■ WHAT TO DO: Output all lines exactly, with nothing added or dropped.
** begin **
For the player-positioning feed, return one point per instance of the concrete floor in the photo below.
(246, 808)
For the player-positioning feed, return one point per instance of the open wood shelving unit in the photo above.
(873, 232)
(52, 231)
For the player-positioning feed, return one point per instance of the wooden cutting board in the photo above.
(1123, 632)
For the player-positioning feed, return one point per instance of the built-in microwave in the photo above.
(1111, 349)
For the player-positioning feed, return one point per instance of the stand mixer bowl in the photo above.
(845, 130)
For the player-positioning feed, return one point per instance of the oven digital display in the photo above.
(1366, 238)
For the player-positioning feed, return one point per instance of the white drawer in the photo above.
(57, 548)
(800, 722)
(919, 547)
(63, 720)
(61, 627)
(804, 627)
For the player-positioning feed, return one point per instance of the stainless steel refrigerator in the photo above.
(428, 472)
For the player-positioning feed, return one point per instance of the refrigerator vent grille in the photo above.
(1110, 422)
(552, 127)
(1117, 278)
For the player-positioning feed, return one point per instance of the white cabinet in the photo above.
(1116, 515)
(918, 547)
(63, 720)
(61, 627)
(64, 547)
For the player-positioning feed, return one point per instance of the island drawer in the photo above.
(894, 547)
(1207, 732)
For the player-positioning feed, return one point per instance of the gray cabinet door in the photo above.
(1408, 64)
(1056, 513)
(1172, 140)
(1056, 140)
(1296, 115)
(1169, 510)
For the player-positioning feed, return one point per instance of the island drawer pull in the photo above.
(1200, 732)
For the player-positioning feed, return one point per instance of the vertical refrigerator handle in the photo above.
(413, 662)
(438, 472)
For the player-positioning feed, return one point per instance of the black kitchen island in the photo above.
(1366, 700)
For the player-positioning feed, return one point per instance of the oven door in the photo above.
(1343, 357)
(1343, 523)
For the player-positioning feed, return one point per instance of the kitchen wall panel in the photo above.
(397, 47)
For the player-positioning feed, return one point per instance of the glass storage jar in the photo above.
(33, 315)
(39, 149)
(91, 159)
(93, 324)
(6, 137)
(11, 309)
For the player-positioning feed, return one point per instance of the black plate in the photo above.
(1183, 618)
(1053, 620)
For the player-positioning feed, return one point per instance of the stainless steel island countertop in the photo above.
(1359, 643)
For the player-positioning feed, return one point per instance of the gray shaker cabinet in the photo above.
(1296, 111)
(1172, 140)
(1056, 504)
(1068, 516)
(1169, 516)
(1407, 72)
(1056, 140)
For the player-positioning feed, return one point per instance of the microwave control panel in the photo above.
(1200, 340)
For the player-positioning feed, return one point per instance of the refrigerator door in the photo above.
** end **
■ OUTPUT FOR THIS TASK:
For the player-positioning feed, return one point per instance of the concrete floor in the photo below.
(246, 808)
For the player-positioning feed, return one point per instance of the open wood shelving unit in the photo above.
(873, 232)
(52, 231)
For the player-positioning feed, return one point per instance of the wooden cutting board in the photo above.
(1123, 632)
For the player-positioning feed, return one point per instance of the built-in microwave in the photo above.
(1111, 349)
For the player-positioning feed, return one point per instance of the stand mixer bowl in the photo above.
(845, 130)
For the player-positioning feed, return one point per instance of the oven digital display in the photo above.
(1366, 238)
For the player-positioning feed, return one point per instance of the white drawer in the photo above.
(57, 548)
(800, 722)
(919, 547)
(63, 720)
(61, 627)
(804, 627)
For the player-positioning feed, return one point per instance of the stainless steel refrigerator in the photo above.
(428, 472)
For the player-positioning feed, return one point per instance of the refrigerator vent grille in the photo above.
(1110, 422)
(552, 127)
(1117, 278)
For the player-positioning feed, return one point per instance of the white cabinet in the photo above.
(1116, 515)
(918, 547)
(63, 720)
(61, 627)
(64, 547)
For the player-positioning feed, return one point per instance of the island drawer in the photo above.
(894, 547)
(1207, 732)
For the player-positioning feed, return one point per instance of the gray cabinet door in the photo above.
(1408, 64)
(1056, 513)
(1172, 140)
(1056, 140)
(1296, 115)
(1169, 510)
For the player-positioning feed, return one point per instance of the island drawer pull in the photo above.
(1200, 732)
For the player-positioning feed, return one point per instance of the vertical refrigerator handle in the photo above.
(413, 662)
(438, 472)
For the player-positioning feed, return one point per instance of the black kitchen island in the photo above.
(1366, 700)
For the player-positioning feed, return one point per instance of the oven door in the photo above.
(1343, 357)
(1343, 523)
For the player-positioning feed, return one point per instance of the kitchen wall panel in the photo above.
(397, 47)
For the player-positioning feed, return one point per instance of the glass storage jar in the photo above.
(33, 315)
(39, 149)
(91, 159)
(93, 324)
(6, 137)
(11, 309)
For the player-positioning feed, return one point per instance of the black plate in the photo above.
(1183, 618)
(1053, 620)
For the player-positioning feed, return one point per instance of the stainless steel island countertop in the photo above.
(1359, 643)
For the player-positioning feed, return one point per instance of the gray shaker cabinet in the photo above.
(1296, 111)
(1172, 140)
(1056, 504)
(1068, 516)
(1169, 516)
(1407, 72)
(1056, 140)
For the player-positioning feed, return one point per instance of the microwave control panel in the photo above.
(1200, 340)
For the player-positioning feed, return one point per instance of the refrigerator door in the photo above.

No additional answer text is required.